◆ TEXTO PARA LEITURA ◆

::::::

Então essa consciência que estamos vivendo nos últimos dias, tem que fazer parte da nossa teologia missionária. Já soou a última hora, o Reino de Deus está entre nós. Às vezes, a igreja não percebe isso e fica colocando a última hora como sendo um evento futurístico, ou a se localizar lá na frente na agenda de Deus mas, de acordo com o Novo Testamento, já foi inaugurado o fim dos séculos, Deus está agindo no mundo, em salvação e julgamento que vai se consumar no dia do Juízo, mas ele já esta fazendo isso hoje.

Essa motivação fazia com que os apóstolos e a igreja fossem por todo lugar levar as boas novas: o Reino de Deus está entre nós, as promessas se cumpriram, o messias veio. Deus agora convida a todos que se arrependam de seus pecados e se submetam àquele que um dia virá julgar os vivos e os mortos. Sem esse pano de fundo de cumprimento das antigas promessas, a nossa mensagem de boas novas ao mundo é vazia, ela se torna simplesmente um meio das pessoas satisfazerem suas necessidades de imediato. Mas quando você proclama o evangelho à luz do cumprimento das antigas promessas, está apresentando um plano corrente de salvação, está dizendo às pessoas onde elas se encaixam no plano de Deus. Você está mostrando uma base histórica firme em que elas possam ancorar sua fé, conforme está revelado na Bíblia. Essa é a segunda motivação que encontramos no Novo Testamento pra missão da igreja: a consciência de que os últimos dias chegaram e que o Reino de Deus está entre nós e que a boa notícia que temos pra anunciar ao mundo é exatamente essa.

::::::

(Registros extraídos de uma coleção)
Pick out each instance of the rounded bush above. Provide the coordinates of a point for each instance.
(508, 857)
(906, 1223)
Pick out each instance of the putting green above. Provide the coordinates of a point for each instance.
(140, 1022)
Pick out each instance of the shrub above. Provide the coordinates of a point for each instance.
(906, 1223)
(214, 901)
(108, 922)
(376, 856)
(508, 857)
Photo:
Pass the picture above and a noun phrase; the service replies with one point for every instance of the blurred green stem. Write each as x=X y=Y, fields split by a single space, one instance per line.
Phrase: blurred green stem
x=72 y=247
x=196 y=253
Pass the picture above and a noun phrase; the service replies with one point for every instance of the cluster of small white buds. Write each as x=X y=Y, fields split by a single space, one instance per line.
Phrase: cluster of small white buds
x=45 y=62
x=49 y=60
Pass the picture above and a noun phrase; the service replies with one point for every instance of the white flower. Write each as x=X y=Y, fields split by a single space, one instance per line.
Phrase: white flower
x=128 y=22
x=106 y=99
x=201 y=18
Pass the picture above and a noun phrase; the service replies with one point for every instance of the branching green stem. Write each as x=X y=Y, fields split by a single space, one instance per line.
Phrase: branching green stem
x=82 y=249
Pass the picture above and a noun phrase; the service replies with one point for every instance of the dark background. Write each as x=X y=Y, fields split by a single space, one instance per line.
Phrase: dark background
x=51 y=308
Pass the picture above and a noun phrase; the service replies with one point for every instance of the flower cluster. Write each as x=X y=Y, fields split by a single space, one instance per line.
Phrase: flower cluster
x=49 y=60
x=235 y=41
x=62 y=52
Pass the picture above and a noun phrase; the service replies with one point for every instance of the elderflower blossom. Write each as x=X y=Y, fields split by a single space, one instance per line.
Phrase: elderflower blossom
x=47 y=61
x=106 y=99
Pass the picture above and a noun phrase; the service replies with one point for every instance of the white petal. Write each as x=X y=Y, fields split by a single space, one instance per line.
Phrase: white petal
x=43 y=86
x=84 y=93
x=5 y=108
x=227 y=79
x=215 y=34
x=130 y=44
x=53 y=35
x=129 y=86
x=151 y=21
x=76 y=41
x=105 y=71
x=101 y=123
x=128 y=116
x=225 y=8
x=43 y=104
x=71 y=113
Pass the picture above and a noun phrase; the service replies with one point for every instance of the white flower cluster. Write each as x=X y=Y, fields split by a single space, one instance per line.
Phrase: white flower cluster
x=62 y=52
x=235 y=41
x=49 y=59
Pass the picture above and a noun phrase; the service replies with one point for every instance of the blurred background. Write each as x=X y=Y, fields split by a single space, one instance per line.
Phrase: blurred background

::::::

◆ SUA TAREFA ◆
Continue o texto sobre a missão da igreja e a chegada dos últimos dias, começando logo depois da última frase apresentada.

◆ RESULTADO FINAL ◆
Há uma terceira convicção relacionada com a missão da igreja e seu trabalho missionário: era que os apóstolos e autores do Novo Testamento, cristãos em geral, estavam convencidos de que as promessas de Deus se concretizavam historicamente naquilo que ficou chamado de igreja. A igreja que surge no formato de igreja cristã foi entendida pelos apóstolos e cristãos como sendo foco histórico, o local onde essas promessas externavam e se concretizavam. Como exemplo: o apóstolo Paulo em Efésios 1 a 10, faz uma referência de Cristo para a igreja, que nos aponta para isso. Ele está falando do plano de Deus de redenção e diz, no verso 9, que Deus nos desvenda o mistério de sua vontade segundo o seu propósito e seu beneplasto, que propuseram em Cristo, de fazer convergir nEle, na dispensação da plenitude do tempo, todas as coisas tanto as do céu como as da terra.

Paulo está dizendo que o plano de Deus era na plenitude dos tempos, Ele estava reinando. E continuando o raciocínio ele diz no verso 23 do mesmo capítulo, que Deus pôs todas as coisas debaixo dos pés de Cristo e para ser o cabeça de todas as coisas O deu à igreja, a qual é seu corpo. Nós acostumamos ouvir Cristo e a plenitude da igreja, tanto é que queremos todas as plenitudes do espírito e a de Cristo. Mas Paulo está dizendo que a igreja é a plenitude de Cristo. Em que sentido a igreja é a plenitude de Cristo? O sentido é escatológico, que a igreja é a confirmação, a consumação, na prática do plano de Deus de trazer todas as coisas debaixo de Jesus Cristo. E, nessa perspectiva, quando você começa a pensar na igreja como o corpo e o povo escatológico de Deus, que a igreja é a plenitude de Cristo. Que é na igreja (invisível) que se expressa em comodidade local evidentemente. E que nelas se refletem a verdadeira igreja de Cristo, onde as promessas encontram plenamente seu cumprimento, é se processa a redenção, é ali que pessoas são recebidas no corpo místico de Cristo, é ali que elas são alimentadas, doutrinadas, crescem, juntas adoram e servem a Deus. O que eu quero dizer é que na teologia missionária do Novo Testamento a igreja local exerce um papel preponderante e indispensável.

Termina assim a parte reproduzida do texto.